Goal: Extract every line of the material below that contains the word "bicycle".

Data records:
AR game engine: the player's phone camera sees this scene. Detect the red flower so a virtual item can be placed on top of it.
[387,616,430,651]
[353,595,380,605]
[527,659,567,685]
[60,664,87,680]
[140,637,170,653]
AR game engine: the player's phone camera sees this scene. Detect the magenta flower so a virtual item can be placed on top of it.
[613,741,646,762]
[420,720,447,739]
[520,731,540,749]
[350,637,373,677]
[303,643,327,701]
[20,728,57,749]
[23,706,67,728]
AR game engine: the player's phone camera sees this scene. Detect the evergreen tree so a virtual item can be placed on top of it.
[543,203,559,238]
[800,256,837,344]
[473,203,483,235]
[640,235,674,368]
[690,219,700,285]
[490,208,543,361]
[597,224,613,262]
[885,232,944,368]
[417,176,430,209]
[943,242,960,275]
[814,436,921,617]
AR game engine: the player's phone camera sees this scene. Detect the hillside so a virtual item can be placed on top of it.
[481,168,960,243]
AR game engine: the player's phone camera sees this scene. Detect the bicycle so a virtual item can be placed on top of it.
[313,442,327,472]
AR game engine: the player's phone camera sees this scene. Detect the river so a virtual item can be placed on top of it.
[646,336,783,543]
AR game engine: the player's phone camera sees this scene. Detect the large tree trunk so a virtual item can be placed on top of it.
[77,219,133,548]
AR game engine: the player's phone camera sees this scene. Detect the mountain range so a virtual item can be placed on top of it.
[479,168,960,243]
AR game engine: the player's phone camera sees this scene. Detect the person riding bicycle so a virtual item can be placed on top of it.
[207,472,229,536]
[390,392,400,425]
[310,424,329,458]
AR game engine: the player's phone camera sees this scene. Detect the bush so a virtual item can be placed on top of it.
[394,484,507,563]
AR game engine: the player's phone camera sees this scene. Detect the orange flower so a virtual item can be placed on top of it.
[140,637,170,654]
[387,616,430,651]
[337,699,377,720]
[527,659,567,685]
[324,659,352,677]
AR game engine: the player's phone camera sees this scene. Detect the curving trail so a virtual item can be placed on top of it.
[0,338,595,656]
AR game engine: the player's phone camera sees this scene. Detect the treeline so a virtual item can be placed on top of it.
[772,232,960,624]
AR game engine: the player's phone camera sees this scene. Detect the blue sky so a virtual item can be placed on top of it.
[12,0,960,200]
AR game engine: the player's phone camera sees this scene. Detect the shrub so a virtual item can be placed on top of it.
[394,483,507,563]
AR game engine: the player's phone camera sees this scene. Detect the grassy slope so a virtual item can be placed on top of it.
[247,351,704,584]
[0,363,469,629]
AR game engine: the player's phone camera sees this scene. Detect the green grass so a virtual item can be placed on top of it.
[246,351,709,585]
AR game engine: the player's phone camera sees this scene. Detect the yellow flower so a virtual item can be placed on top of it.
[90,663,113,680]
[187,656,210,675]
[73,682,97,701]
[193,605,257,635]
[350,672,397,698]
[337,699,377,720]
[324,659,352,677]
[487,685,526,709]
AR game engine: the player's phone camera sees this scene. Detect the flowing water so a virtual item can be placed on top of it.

Task response:
AR game engine: the player's phone camera sees this scene. Detect the bicycle so a virtual item can be placed on top of it.
AR game engine: the player's phone camera sees this scene. Detect the person riding bicycle so a virtual item can be placed on top of it.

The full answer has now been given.